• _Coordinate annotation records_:
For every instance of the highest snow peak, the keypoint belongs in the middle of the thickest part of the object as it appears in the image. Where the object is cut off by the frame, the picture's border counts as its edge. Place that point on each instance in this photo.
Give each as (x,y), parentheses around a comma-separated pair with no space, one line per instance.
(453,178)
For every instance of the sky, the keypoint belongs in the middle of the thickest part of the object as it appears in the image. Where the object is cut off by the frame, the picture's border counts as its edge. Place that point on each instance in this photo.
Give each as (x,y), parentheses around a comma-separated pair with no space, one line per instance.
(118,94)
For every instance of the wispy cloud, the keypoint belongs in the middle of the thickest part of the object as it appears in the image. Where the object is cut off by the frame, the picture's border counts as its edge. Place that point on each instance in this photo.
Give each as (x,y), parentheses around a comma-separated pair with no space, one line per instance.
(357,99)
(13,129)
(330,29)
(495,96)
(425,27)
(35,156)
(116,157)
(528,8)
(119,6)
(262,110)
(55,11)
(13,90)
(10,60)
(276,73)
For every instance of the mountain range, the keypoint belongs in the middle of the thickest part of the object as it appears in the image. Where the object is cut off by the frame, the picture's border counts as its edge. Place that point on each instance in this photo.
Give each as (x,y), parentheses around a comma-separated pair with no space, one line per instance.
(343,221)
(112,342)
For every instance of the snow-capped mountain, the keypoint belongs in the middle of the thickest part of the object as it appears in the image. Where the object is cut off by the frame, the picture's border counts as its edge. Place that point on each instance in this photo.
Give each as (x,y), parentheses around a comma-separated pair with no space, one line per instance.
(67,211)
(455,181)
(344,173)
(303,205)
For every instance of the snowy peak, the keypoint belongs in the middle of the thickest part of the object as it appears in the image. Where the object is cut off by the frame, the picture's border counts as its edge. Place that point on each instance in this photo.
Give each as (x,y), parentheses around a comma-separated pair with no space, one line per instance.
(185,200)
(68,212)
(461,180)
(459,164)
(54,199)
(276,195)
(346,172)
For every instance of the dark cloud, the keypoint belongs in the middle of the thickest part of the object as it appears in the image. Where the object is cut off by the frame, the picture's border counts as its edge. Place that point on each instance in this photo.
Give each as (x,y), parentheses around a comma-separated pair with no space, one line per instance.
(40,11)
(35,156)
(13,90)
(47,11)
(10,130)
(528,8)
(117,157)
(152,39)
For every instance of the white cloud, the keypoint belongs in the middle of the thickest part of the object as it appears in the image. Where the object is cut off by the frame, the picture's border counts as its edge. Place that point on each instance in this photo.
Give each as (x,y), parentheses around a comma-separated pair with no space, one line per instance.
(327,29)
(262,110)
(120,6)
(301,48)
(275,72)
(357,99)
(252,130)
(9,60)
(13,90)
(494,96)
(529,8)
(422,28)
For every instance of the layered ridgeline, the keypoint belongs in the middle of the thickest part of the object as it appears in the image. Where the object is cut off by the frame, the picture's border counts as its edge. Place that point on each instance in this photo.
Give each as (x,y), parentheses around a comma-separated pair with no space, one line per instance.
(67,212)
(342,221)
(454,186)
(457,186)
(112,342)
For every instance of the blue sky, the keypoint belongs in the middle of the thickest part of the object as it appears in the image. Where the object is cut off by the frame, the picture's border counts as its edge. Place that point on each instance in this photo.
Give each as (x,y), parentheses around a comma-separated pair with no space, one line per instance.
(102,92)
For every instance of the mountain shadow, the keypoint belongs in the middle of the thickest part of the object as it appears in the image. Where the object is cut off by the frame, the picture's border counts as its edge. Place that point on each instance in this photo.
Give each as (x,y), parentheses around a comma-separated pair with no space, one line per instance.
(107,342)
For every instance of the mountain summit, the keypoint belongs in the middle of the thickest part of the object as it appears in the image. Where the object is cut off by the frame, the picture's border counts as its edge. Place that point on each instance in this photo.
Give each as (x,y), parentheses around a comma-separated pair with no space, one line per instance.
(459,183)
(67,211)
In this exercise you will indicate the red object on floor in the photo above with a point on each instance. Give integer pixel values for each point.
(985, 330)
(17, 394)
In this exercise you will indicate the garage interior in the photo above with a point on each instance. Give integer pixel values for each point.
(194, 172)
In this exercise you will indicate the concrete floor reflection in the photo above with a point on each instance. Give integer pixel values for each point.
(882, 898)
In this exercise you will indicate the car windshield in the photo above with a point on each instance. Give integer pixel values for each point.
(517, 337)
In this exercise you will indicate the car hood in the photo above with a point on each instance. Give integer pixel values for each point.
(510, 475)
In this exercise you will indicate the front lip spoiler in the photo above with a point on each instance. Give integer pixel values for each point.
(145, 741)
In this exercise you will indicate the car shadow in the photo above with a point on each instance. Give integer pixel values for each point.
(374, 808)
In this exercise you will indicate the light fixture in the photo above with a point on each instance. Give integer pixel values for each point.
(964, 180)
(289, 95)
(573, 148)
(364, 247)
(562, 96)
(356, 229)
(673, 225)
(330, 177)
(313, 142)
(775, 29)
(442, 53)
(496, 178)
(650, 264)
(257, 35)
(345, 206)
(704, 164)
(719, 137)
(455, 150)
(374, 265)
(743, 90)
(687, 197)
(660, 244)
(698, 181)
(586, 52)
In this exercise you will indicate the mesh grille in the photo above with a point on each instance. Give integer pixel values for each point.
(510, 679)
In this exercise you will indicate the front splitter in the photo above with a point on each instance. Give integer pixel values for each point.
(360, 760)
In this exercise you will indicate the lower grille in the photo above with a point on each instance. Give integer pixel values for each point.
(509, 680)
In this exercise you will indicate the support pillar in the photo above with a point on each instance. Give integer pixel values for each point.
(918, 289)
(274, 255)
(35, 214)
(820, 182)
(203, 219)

• _Problem to work on_:
Set down the listing above in full, please, exactly as it appears.

• _Correct output_:
For every instance of the highest snow peak, the keypoint belongs in the middle of the thickest part of the object as it appears in the image. Where the object is cut off by the frame, the picture's border counts as its edge. Place that point on each instance in this photo.
Give each as (x,y), parentheses around a comma-separated pair with no space, one line per instance.
(453,178)
For every instance of the sky, the keypoint belongs in the middle of the thickest part of the object as it appears in the image. Where the object is cut off by the frame, the picture's border counts as its edge. Place that point on each instance in this photo.
Give each as (x,y), parentheses around a comma-separated pair with no space, one line per instance.
(118,94)
For every instance of the wispy cloud, the keypoint belongs in the middle of the thickest part of the object as it appears in the image. Where the object is cut off by the frame, the picture's border counts as its edge. Place that point on each instance in this photo.
Give each as (x,y), parentheses around a comma-separated pair with no space, one line per instance.
(357,99)
(13,129)
(330,29)
(495,96)
(425,27)
(35,156)
(116,157)
(528,8)
(119,6)
(262,110)
(55,11)
(13,90)
(10,60)
(276,73)
For every instance of the mountain range, the keypoint belongs in the middle of the thickest part of the object as it appears in the image. Where the object is cut off by the frame, the picture's border counts as its edge. Place that point on each instance in this photo.
Give each as (x,y), parentheses around a comma-separated pair with no space, one line per instance.
(343,221)
(112,342)
For every instance of the snow-capped mountain, the keypoint belongs in the middle of the thickest part of the object as it appears in the image. Where the object is cut off by the frame, the picture's border counts as its edge. Place that point on each instance in this photo.
Give each as (x,y), parentheses around a comma-separated pair with no space, one line per instance.
(67,211)
(455,181)
(344,173)
(303,205)
For every instance of the snowy peak, the keypoint belongs in the middle of the thickest part of the object as it appears in the image. Where the object is cut off by the frame, the picture's border counts as its edge. Place that point on each instance in this photo.
Give each as (x,y), parentheses around a comma-separated pair with no space, one line per instance.
(185,200)
(68,212)
(461,180)
(459,164)
(54,199)
(276,195)
(346,172)
For every instance of the dark cloud, the keypoint belongs in the middle of the thickest part of the object as it appears in the image. Where the object is cut off by the frame, the picture's border counts as its edge. Place that point on each instance in this photo.
Give each as (x,y), parentheses around a comma-separated pair with no space, one line per instance.
(40,11)
(35,156)
(13,90)
(47,11)
(10,130)
(528,8)
(117,157)
(152,39)
For every instance of the white cloud, the keypoint belongs in the middle of the thickest part of the object as it appears in the image. Where the object is cut off by the frame, the picture's border counts as its edge. Place that point on each instance in this photo.
Give each as (x,y), parentheses around a comma-separated pair with no space, one line per instance.
(327,29)
(262,110)
(120,6)
(301,48)
(275,72)
(357,99)
(252,130)
(9,60)
(13,90)
(494,96)
(529,8)
(422,28)
For every instance of the layered ridgeline, the keypoint belongs in the middle of the thickest part of the object as it appears in the image. Where the object is cut off by the frame, the picture's border counts as its edge. Place that point on each instance in this photo.
Give each as (x,y), parentheses around a comma-separated pair with no space, one line per instance.
(67,212)
(342,221)
(454,186)
(457,186)
(112,342)
For every instance of the blue sky, the keypoint belongs in the middle of the thickest part of the object as it appears in the image. Where the object is cut off by the frame, the picture's border counts as its edge. Place that point on each instance in this photo.
Give each as (x,y), parentheses around a comma-separated pair with no space, one line per instance.
(102,92)
For every instance of the mountain shadow, the keypoint belongs in the middle of the thickest part of the object as it appears in the image. Where the object is cut off by the frame, the picture's border counts as its edge. Place that point on each instance in this photo.
Give each as (x,y), parentheses around a comma-separated pair with no space, one line per instance.
(107,342)
For every instance of the mountain summit, the keypoint belongs in the middle of the thickest part of the object as it appears in the image. Where the object is cut off by the frame, the picture's border counts as its edge. Place that point on each instance in this photo.
Give each as (x,y), parentheses around a comma-separated pair with no space, one line per instance.
(459,183)
(67,211)
In this exercise you will indicate the red object on floor in the photo above with a point on each instance. Give integer pixel values for each point.
(985, 330)
(17, 394)
In this exercise you will indicate the garage interior in the photo above with a point on each instance. Give integer pixel values for each point.
(194, 172)
In this exercise you will indicate the concrete floor reflection in the photo above with a point on each instance. Give integer pixel values for each point.
(882, 898)
In this exercise you will indicate the car windshield in the photo above with a point on each instance. Give integer pixel values for each point.
(517, 337)
In this exercise you will indicate the car hood in the photo above with a point on each instance. Give integer pixel values for each point.
(510, 475)
In this exercise you will indicate the front lip spoiler in the photo above with a point on each instance. Give integer pixel values for each point.
(145, 741)
In this exercise you will indicate the car shadow in the photo above with a point on each instance. Give integer pixel values for each point.
(374, 808)
In this exercise you will indicate the light fixture in the photo above with a point on each instance. Give integer pixel values for each point.
(964, 180)
(289, 95)
(573, 148)
(364, 247)
(562, 96)
(356, 229)
(673, 225)
(330, 177)
(313, 142)
(775, 29)
(442, 53)
(496, 178)
(650, 264)
(257, 35)
(345, 206)
(704, 164)
(719, 137)
(455, 150)
(374, 265)
(743, 90)
(687, 197)
(660, 244)
(698, 181)
(586, 52)
In this exercise you will indicate the mesh grille in the photo above with a point on each instance. Give integer pixel values for each point.
(510, 679)
In this exercise you will indicate the front splitter in the photo above with a point on each instance. Give integer pixel values for each point.
(360, 760)
In this exercise you will indicate the lower grille in the photo above with a point on each instance. Give integer pixel values for each point.
(509, 680)
In this exercise you will indicate the support pillar in the photo above with a point on each instance. Give integer pixel values for each point.
(918, 289)
(274, 255)
(35, 214)
(820, 182)
(203, 219)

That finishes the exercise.